=== KUTIPAN UNTUK DIBACA ===

TopCareer.id – Di banyak daerah di Indonesia, nama jalan Jenderal Soedirman sangat mudah untuk ditemui. Hal tersebut karena nama sang Panglima Besar ini sangat terkenal di Tanah Air, termasuk jasa-jasanya sebagai Pahlawan Nasional banyak tercatat di sejarah nasional.
Soedirman atau Panglima Besar Soedirman, lahir pada 24 Januari 1916 di Dukuh Rembang, Purbalingga, Jawa Tengah.
Ayahnya, Karsid Kartowiraji, adalah petani di Desa Gentawangi, Jatilawang, yang kemudian bekerja sebagai buruh pabrik gula di Kalibogor, lalu pindah ke Dukuh Rembang sebagai petani. Karsid keluar dari pabrik gula karena tidak cocok bekerja dengan Belanda. Sementara ibu Soedirman adalah Siyem.
Mengutip esi.kemdikbud.go.id, saat bayi Soedirman diangkat oleh pamannya, Raden Tjokrosunarjo, seorang Camat atau Asisten Wedana Kecamatan Rembang. Hal ini karena keluarganya terhimpit secara ekonomi.
Baca Juga: Rohana Kudus, Wartawan Perempuan yang Jadi Pahlawan
Saat pensiun dari jabatannya sebagai camat, Raden Tjokrosunarjo beserta keluarga dan Soedirman pindah ke Cilacap. Saat kecil Soedirman tidak tahu dirinya anak angkat.

=== DATA UNTUK DIOLAH ===

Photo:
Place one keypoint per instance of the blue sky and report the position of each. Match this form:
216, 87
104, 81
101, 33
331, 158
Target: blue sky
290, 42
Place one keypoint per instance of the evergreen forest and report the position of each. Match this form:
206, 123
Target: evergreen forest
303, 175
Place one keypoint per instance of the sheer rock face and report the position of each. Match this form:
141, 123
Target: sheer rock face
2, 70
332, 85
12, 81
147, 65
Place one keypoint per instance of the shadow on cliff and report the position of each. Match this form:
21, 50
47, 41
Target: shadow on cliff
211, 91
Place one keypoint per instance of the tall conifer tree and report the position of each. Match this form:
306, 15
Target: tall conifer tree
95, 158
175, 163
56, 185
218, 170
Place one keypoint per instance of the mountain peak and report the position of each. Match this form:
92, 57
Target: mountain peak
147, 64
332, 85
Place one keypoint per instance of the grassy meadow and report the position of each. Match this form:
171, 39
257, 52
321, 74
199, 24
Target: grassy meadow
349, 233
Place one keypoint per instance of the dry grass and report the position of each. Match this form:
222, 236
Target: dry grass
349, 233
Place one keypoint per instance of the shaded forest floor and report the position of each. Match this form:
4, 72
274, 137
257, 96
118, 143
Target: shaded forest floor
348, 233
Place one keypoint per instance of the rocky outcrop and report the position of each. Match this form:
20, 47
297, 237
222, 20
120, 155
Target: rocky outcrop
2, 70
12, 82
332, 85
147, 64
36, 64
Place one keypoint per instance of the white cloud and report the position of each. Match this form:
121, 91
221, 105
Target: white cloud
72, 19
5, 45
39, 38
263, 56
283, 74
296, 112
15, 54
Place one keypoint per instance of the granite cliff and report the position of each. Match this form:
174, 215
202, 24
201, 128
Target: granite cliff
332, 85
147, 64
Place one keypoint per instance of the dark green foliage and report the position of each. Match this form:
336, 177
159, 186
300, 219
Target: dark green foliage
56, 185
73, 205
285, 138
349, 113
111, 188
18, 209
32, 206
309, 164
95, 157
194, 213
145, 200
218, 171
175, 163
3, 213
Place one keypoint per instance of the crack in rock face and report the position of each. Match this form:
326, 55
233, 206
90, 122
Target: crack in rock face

===

BAGIAN LATIHAN »
1) Menurut kutipan tentang Soedirman, mengapa Karsid Kartowiraji keluar dari pabrik gula?
2) Kembalikan tanpa perubahan baris-baris entri mulai dari baris yang memuat "Place one keypoint per instance of the white" sampai baris terakhir entri, termasuk kedua baris ujung itu.

HASIL TIAP TUGAS »
1) Karsid keluar dari pabrik gula karena tidak cocok bekerja dengan Belanda.

2)
Place one keypoint per instance of the white cloud and report the position of each. Match this form:
121, 91
221, 105
Target: white cloud
72, 19
5, 45
39, 38
263, 56
283, 74
296, 112
15, 54
Place one keypoint per instance of the granite cliff and report the position of each. Match this form:
174, 215
202, 24
201, 128
Target: granite cliff
332, 85
147, 64
Place one keypoint per instance of the dark green foliage and report the position of each. Match this form:
336, 177
159, 186
300, 219
Target: dark green foliage
56, 185
73, 205
285, 138
349, 113
111, 188
18, 209
32, 206
309, 164
95, 157
194, 213
145, 200
218, 171
175, 163
3, 213
Place one keypoint per instance of the crack in rock face and report the position of each. Match this form:
326, 55
233, 206
90, 122
Target: crack in rock face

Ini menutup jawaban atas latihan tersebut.